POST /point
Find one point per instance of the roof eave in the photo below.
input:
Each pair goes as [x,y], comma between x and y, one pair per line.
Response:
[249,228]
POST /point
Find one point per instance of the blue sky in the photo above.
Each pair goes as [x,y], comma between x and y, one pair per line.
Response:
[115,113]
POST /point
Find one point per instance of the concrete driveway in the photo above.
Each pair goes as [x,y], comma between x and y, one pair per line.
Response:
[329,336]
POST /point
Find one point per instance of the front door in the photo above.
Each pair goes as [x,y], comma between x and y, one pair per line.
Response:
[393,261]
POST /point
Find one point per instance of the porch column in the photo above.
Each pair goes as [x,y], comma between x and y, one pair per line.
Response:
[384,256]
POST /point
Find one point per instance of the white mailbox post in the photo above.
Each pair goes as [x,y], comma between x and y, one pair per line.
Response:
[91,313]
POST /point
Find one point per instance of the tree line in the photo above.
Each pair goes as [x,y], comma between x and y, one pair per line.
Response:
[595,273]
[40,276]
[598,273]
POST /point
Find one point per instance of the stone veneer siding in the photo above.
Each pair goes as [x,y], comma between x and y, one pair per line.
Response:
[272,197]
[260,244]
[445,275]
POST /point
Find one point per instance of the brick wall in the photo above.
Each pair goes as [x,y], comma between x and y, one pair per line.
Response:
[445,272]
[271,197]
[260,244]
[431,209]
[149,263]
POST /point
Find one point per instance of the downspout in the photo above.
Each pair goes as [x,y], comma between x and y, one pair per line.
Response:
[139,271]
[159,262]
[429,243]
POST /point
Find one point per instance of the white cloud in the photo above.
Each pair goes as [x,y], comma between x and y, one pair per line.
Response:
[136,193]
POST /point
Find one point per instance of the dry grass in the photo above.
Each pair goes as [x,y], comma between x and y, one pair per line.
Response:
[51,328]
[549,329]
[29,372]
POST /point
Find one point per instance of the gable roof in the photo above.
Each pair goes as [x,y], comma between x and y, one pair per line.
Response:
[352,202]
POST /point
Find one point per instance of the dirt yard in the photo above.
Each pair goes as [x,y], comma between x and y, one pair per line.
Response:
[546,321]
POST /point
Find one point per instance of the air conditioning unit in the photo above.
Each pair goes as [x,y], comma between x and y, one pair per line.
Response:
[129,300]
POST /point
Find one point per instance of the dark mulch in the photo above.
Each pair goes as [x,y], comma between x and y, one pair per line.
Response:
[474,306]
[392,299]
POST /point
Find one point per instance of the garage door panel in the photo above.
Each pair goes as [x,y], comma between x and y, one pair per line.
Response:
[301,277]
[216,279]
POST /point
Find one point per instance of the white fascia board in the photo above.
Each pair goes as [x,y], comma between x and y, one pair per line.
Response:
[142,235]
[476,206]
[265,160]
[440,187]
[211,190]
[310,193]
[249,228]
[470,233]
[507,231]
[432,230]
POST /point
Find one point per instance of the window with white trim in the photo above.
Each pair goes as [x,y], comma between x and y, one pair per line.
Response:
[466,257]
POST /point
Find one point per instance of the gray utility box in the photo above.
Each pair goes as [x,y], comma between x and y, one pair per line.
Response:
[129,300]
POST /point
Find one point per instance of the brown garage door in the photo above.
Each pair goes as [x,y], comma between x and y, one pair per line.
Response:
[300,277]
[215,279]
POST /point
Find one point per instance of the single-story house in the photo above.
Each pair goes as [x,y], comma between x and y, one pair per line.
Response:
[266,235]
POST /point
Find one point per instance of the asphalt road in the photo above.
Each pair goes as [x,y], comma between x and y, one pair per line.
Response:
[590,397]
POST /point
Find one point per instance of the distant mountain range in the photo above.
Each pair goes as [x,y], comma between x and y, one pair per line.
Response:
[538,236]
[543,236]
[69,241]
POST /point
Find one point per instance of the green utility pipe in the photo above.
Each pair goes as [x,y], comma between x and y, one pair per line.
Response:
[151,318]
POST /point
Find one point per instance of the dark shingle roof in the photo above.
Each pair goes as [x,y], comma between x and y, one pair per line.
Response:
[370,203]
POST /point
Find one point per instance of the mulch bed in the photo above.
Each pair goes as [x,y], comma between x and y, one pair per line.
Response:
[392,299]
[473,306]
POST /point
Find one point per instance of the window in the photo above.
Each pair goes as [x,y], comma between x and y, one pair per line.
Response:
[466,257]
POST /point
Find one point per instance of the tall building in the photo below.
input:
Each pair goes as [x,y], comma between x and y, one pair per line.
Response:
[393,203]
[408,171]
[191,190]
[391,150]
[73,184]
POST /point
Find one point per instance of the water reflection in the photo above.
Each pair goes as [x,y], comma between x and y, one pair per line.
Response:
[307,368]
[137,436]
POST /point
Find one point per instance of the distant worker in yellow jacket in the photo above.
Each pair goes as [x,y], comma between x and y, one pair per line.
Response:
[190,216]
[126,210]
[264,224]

┄┄┄┄┄┄┄┄┄┄

WHAT TO DO: Report how many lines above contain the word "dark".

SOLUTION TO THE PROBLEM: 2